▸ **What is required**: Set the records down again in full, with every word kept.

[Stored data]
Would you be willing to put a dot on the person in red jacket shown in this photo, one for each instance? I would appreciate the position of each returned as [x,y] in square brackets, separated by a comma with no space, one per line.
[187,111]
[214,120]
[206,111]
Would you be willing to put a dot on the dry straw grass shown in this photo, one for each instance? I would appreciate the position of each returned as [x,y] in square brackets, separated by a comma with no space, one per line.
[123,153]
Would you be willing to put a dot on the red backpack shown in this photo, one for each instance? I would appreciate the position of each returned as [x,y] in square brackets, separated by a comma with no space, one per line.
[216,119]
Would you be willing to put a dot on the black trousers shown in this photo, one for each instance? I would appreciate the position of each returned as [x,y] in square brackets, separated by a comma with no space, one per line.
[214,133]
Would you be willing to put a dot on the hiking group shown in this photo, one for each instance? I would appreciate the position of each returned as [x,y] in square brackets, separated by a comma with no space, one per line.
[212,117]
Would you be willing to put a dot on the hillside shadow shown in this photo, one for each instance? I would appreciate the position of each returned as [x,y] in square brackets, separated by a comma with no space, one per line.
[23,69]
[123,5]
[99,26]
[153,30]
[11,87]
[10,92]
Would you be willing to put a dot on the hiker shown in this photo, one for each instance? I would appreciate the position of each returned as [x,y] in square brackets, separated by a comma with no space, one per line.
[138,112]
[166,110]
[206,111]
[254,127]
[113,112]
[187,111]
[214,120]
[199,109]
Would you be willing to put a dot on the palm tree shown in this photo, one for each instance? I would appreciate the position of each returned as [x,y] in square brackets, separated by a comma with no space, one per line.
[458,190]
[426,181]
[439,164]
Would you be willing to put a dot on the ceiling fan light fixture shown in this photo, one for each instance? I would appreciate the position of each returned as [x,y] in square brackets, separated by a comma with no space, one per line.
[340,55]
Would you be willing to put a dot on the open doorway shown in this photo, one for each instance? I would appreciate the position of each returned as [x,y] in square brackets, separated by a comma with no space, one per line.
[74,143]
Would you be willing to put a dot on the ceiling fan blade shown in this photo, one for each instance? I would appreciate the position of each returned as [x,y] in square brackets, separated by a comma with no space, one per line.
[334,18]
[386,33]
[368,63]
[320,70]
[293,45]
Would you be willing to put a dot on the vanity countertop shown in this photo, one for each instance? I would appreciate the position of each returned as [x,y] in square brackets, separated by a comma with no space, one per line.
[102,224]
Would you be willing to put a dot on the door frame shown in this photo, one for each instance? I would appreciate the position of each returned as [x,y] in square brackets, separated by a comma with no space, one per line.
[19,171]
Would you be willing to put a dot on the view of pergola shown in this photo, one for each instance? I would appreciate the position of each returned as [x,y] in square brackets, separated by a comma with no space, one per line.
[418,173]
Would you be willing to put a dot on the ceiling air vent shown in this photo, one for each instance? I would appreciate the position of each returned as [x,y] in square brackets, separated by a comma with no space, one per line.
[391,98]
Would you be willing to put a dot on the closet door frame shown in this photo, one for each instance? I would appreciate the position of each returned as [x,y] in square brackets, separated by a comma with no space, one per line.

▸ **Answer section**:
Would you be willing to put a dot on the person in red jacket shown in this photo, one for each instance? I would appreciate the position of each returned as [x,y] in square brackets, separated by a comma with no space, one per line.
[187,111]
[214,120]
[206,111]
Would you be willing to put a dot on the dry straw grass shown in this photo, one for each instance? I would appreciate the position of each returned as [x,y] in square brackets, separated by a comma with no space, one per line.
[123,153]
Would you be willing to put a dot on the red backpack shown in this photo, one for each instance? I would appreciate the position of each returned as [x,y] in square brackets, separated by a comma with no space, one per line.
[216,119]
Would you be willing to put a dot on the black trousers shown in this photo, one for each instance? I would appreciate the position of each returned as [x,y] in square brackets, separated by a comma with no space, one per line.
[214,133]
Would you be willing to put a dot on the hiking group shown in this photo, one for each instance? I would appreciate the position of each returned as [x,y] in square brackets, separated by a comma with no space, one per line.
[212,117]
Would you be willing to put a dot on the hillside shadow shown in this photo, one for each instance? I would appreciate the position of each returned as [x,y] in square brackets, separated by a comma with no space, one per line.
[23,69]
[123,5]
[99,26]
[153,30]
[11,87]
[10,92]
Would you be willing to put a dot on the hiker shown in this photo, one for each instance? I would appreciate the position of each returned as [x,y] in square brackets, separated by a comma with no space, one per line.
[138,112]
[166,110]
[206,111]
[254,127]
[113,112]
[187,111]
[214,120]
[199,109]
Would you be willing to put a dot on the palm tree shown in this photo, one for each instance? I would appreciate the position of each returned as [x,y] in square brackets, separated by a comma with no space, one per line.
[458,190]
[426,181]
[439,164]
Would you be willing to put a dot on the ceiling fan light fixture shown in this photo, one for each instance? I would appreciate the position of each returned as [x,y] in square brackets, separated by a comma with no space, one per line.
[340,55]
Would you be willing to put a dot on the open doorway shown in this photo, one for each instance? I would appreciate the position of each returned as [x,y] in square brackets, separated by a comma with no space, one per line.
[74,143]
Would you be willing to put a dot on the ceiling fan blade shown in this photo, one for each instance? I would appreciate the position of each returned as [x,y] in square brackets, separated by a comma with no space, one per line.
[334,18]
[386,33]
[368,63]
[320,70]
[293,45]
Would you be willing to put a dot on the vanity countertop shown in this photo, one for each instance? I would appreciate the position of each returned as [x,y] in square brackets, separated by a comma with no space, one per line.
[102,224]
Would you be willing to put a dot on the door frame shown in this photo, one for each instance? I would appreciate the position of each returned as [x,y] in square brackets, separated by a comma with no space, one per line.
[19,171]
Would you be willing to put a dot on the view of pergola shown in this photo, one for each instance? I would appreciate the position of each returned as [x,y] in square brackets, separated by a comma with no space, one per line.
[418,173]
Would you be willing to put a dot on the ceiling air vent shown in this photo, one for each instance? I would appreciate the position of each returned as [x,y] in square brackets, separated by a comma with no space, one per line.
[391,98]
Would you be willing to put a dot on the closet door frame shown in this photo, one for each instance? I would appreciate the position of each returned as [x,y] in square brackets, separated by a comma with no space, one per line.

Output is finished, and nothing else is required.